— Start —

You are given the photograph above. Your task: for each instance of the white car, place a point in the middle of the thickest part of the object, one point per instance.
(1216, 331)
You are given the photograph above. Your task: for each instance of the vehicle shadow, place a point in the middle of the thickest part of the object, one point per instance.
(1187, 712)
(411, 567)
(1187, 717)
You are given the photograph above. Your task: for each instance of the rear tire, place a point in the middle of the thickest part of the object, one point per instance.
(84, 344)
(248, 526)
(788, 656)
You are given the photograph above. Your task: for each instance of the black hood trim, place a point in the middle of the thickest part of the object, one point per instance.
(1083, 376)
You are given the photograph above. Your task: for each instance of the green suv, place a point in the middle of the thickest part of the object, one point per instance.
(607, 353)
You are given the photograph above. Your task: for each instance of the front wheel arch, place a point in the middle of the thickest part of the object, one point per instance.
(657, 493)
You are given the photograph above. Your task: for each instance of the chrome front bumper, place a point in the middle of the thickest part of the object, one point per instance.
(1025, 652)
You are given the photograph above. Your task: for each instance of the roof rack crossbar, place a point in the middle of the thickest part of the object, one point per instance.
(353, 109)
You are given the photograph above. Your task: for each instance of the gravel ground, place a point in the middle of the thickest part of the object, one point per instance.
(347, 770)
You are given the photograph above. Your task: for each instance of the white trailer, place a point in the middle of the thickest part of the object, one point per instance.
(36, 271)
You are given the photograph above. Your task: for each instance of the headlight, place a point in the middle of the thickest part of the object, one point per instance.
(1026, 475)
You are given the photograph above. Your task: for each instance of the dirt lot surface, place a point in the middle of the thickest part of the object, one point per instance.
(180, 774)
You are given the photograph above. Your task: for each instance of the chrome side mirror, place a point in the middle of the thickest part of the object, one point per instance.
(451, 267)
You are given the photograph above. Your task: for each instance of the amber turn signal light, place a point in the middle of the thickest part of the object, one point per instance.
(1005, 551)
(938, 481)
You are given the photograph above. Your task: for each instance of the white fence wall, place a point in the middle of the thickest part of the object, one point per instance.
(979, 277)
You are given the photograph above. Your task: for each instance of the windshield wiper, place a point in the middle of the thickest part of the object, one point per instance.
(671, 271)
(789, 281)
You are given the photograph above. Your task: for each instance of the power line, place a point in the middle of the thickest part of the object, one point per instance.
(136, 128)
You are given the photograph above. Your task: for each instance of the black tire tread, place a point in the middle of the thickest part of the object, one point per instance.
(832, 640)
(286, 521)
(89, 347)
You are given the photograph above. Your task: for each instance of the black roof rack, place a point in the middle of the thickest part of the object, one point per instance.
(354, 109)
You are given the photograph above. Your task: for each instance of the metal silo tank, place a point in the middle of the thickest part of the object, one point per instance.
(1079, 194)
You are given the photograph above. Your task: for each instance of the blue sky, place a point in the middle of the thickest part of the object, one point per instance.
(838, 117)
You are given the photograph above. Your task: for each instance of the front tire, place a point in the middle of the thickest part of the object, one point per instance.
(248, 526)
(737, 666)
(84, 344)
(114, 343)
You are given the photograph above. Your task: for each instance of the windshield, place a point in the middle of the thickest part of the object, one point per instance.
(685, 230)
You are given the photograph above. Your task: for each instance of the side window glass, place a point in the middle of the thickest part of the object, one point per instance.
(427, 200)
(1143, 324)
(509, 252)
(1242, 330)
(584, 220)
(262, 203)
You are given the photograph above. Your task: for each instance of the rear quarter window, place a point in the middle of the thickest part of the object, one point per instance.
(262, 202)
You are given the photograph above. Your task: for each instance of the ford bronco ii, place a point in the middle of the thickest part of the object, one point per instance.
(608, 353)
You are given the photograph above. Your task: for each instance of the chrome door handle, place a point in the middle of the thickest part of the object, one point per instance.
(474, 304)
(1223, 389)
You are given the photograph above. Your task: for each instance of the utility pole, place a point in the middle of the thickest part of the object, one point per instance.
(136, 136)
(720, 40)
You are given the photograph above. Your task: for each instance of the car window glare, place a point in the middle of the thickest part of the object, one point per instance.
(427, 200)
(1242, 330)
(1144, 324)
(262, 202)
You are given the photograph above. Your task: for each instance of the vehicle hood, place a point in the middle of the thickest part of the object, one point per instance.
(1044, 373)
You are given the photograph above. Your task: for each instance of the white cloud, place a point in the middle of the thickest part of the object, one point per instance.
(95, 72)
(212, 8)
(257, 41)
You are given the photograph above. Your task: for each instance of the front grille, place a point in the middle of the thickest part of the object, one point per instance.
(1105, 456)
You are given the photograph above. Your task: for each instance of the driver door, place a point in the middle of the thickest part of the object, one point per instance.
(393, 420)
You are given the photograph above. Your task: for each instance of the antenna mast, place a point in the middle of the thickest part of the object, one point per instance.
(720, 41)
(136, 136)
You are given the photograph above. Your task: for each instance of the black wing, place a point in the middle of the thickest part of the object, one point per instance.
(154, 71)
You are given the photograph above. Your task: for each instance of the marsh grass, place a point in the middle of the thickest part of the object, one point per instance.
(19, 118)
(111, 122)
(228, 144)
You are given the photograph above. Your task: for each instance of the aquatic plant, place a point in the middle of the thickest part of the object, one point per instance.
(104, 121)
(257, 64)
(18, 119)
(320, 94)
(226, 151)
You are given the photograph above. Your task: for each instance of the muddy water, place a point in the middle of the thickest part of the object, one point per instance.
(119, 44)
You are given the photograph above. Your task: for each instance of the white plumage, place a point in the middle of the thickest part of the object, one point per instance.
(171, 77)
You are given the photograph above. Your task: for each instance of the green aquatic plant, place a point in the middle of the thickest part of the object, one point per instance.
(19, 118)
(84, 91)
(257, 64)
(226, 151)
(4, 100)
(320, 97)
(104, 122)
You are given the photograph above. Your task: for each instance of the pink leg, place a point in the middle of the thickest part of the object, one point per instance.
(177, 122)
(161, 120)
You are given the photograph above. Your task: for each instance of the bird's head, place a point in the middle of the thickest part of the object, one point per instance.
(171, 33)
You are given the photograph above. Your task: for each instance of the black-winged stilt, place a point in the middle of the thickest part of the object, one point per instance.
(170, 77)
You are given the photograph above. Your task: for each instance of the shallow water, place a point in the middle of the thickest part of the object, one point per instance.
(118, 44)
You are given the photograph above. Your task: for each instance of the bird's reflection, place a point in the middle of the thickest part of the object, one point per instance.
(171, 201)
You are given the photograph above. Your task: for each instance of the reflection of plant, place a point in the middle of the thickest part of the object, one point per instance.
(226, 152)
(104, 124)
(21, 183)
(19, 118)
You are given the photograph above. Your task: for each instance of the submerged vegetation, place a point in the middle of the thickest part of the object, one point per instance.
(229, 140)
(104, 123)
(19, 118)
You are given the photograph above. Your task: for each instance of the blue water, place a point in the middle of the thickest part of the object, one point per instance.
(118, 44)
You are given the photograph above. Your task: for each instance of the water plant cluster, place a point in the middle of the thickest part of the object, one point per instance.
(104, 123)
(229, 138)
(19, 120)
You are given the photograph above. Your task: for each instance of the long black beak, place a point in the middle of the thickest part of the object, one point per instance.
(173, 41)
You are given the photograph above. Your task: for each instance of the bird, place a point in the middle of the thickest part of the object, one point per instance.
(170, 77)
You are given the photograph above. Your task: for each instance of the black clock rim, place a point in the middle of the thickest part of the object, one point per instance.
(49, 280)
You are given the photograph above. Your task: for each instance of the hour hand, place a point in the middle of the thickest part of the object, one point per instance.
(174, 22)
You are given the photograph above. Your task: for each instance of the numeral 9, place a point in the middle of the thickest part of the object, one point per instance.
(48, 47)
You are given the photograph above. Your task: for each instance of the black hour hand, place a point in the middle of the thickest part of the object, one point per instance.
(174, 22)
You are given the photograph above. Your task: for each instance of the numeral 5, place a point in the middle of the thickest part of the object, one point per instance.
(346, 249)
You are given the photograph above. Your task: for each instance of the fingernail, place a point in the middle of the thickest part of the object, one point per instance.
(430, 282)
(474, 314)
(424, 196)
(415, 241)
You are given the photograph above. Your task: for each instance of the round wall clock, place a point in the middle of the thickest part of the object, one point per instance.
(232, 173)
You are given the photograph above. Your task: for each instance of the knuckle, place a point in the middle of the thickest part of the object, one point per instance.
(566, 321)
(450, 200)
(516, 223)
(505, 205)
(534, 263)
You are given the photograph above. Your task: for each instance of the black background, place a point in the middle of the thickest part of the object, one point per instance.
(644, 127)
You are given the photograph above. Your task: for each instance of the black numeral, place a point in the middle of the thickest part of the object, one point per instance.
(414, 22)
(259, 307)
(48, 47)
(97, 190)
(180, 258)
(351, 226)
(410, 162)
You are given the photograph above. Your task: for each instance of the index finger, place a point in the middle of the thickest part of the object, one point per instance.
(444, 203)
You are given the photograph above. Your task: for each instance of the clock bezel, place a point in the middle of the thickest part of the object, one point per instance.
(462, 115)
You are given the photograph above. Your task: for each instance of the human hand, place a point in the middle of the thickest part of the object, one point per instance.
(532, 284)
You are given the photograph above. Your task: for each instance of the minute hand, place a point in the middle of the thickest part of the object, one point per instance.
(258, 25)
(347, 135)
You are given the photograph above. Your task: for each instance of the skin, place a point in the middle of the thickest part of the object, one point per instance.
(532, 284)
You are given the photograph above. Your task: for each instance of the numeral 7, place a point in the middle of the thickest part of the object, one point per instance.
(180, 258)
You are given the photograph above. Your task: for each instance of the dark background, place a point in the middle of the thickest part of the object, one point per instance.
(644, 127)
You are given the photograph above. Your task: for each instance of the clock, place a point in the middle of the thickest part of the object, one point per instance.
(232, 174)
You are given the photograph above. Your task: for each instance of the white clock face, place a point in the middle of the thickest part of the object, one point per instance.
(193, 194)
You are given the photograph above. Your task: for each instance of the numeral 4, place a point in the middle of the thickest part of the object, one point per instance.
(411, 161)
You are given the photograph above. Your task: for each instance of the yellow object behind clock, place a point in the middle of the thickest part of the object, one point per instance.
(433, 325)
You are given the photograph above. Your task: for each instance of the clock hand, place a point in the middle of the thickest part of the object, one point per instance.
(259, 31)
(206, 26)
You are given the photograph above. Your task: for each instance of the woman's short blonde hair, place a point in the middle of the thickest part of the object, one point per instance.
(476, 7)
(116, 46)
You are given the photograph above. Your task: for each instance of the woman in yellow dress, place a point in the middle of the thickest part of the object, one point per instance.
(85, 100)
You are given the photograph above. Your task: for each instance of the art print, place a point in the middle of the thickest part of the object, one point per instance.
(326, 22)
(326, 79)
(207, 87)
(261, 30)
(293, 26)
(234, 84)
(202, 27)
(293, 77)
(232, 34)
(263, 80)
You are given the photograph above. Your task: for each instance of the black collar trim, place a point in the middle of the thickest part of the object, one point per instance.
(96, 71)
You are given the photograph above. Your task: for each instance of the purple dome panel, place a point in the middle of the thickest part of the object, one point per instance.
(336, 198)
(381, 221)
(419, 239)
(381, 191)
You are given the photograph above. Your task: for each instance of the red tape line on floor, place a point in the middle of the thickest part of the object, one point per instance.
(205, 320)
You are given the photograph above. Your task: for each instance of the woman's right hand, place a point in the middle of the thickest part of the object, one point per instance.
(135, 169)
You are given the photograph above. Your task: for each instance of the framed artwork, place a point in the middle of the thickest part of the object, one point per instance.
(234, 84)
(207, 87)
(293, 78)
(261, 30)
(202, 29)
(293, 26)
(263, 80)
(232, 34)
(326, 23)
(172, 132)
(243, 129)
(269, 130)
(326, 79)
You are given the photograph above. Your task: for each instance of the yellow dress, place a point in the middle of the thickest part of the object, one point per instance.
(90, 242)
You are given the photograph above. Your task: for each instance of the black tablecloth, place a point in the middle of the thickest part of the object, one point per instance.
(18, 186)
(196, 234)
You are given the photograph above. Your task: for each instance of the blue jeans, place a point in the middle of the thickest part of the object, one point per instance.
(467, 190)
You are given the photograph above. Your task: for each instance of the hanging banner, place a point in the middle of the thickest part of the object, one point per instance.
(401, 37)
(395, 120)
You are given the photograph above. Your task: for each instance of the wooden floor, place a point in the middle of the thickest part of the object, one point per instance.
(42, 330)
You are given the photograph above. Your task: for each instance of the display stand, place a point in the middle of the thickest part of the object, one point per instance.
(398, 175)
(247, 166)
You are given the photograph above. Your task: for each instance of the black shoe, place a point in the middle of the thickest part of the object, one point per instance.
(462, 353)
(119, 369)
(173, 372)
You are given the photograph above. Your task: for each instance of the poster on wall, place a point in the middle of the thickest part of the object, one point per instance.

— End —

* [DIRECTIVE]: Copy out the lines from the start of the records through the line holding "(1216, 331)", inclusive, without changing anything.

* [ANSWER TO THE EXERCISE]:
You are given the photograph above. Your task: for each instance of the white car, place a point in the middle of the thickest part of the object, one point per instance.
(1216, 331)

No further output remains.